To be done:
Extend the court order in Youngmark v. Boughton past its last sentence, carrying on its account of the petitioner's motion for reconsideration.

START Page

Youngmark v. Boughton

Decision Date01 July 2020
Docket NumberCase No. 18-cv-911-pp
PartiesSCOTT A. YOUNGMARK, Petitioner, v. GARY BOUGHTON, Respondent.
CourtU.S. District Court — Eastern District of Wisconsin

ORDER DENYING PETITIONER'S MOTION FOR RECONSIDERATION (DKT. NO. 19), GRANTING MOTION TO APPEAL WITHOUT PREPAYMENT OF THE FILING FEE (DKT. NO. 21), DENYING AS MOOT MOTION TO STAY (DKT. NO. 25) AND GRANTING MOTION TO MOVE FORWARD WITH RECONSIDERATION MOTION (DKT. NO. 28)

On February 24, 2020, the court issued an order adopting Magistrate Judge Jones's recommendation to dismiss the petition as time-barred under 28 U.S.C. §2244(d). Dkt. No. 17. It entered judgment the same day. Id. A week later—March 3, 2020—the court received the petitioner's motion for reconsideration, a brief, and seven pages of supporting materials. Dkt. Nos. 19, 19-1, 19-2. Six days later, the petitioner filed a notice of appeal, dkt. no. 20, and a motion for leave to appeal without prepaying the $505 appellate filing fee, dkt. no. 21. On March 23, 2020, the petitioner filed a motion to stay proceedings in his appellate case until the court decided the petitioner's motion for reconsideration. Dkt. No. 25. On June 1, 2020, the court received the petitioner's motion to move forward with the reconsideration motion, indicating that he'd received several orders from the Seventh Circuit, asking the respondent for the status of the motion to reconsider. Dkt. No. 28. The respondent also has written the court, indicating that the Seventh Circuit has asked him to enquire when this court plans to rule. Dkt. No. 30.

I. Motion for Reconsideration (Dkt. No. 19)
A. Background

The petitioner filed a document captioned as a "Motion for Reconsideration Service for Petition for Review Supreme Court of Wisconsin." Dkt. No. 19-2. While captioned as a motion, the body of the document is a letter addressed to the clerk. Id. at 1. The letter states that the court "mistakenly overlooked the one year limit" of his filing his petition for review with both the Wisconsin Supreme Court and the attorney general, and says that the petitioner has proof that he timely filed his petition. Id. He asserts that a few days after he filed his petition for review, it was denied by the Supreme Court of Wisconsin, and says that "[t]his information is on the computer, 374 Wis. 2d 160." Id. He asks the court to "go through" the matter for reconsideration and says that he "overlooked this matter" in his objection to Judge Jones's recommendation. Id. The letter said that the petitioner "was originally confused at the specific petition the court was pertaining to," but opines that "the court should have saw this also when review my habeas petition because it is on record." Id. at 2. In a post-script, the petitioner stated that if the court still disagreed that his petition was timely, he had enclosed a motion for reconsideration brief citing Holland v. Florida, 560 U.S. 631 (2010). Id.

END Page
START Items

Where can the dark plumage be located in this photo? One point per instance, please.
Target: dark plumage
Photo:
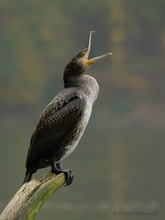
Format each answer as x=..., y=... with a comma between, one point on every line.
x=63, y=121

END Items

Response for this exercise:
As the petitioner indicated, he also filed a document titled "Motion for Reconsideration Brief of Petitioner/Appellant." Dkt. No. 19. The brief indicates that the petitioner is asking the court to reconsider its dismissal based on the Supreme Court's ruling in Holland v. Florida, 560 U.S. 631 (2010), which he says stands for the proposition that "'egregious attorney misconduct' is" an extraordinary circumstance that justifies a court applying the doctrine of equitable tolling to a late-filed petition. Id. at 2. After an extended discussion of the Holland decision, and citation to subsequent Seventh Circuit decisions applying Holland, the petitioner concluded the brief by stating:

[i]n petitioner's case, Youngmark was misguided by inmates on what he needed to do in order to keep his federal time from tolling in order to file for federal habeas relief. Petitioner's counsel even failed to properly inform him of all steps he should take to properly attack his state and federal issues, or proper tolling time and due dates to file any other proceedings whether in state or federal court. Therefore this federal habeas court should grant petitioners petition for his habeas corpus, on extraordinary circumstances for equitable tolling for habeas corpus filing one-yea[r] limitation filing rule.

Id. at 6.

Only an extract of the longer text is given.